## [Information shown]
-*-
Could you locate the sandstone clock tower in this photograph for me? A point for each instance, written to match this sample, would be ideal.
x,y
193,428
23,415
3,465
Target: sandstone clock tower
-*-
## [Required work]
Reproduce the records above verbatim, keeping every line unchanged and in its original order.

## [Output for this task]
Could you locate the sandstone clock tower in this photograph for me? A point for each instance, written to match this sample, would be ideal.
x,y
193,428
23,415
3,465
Target: sandstone clock tower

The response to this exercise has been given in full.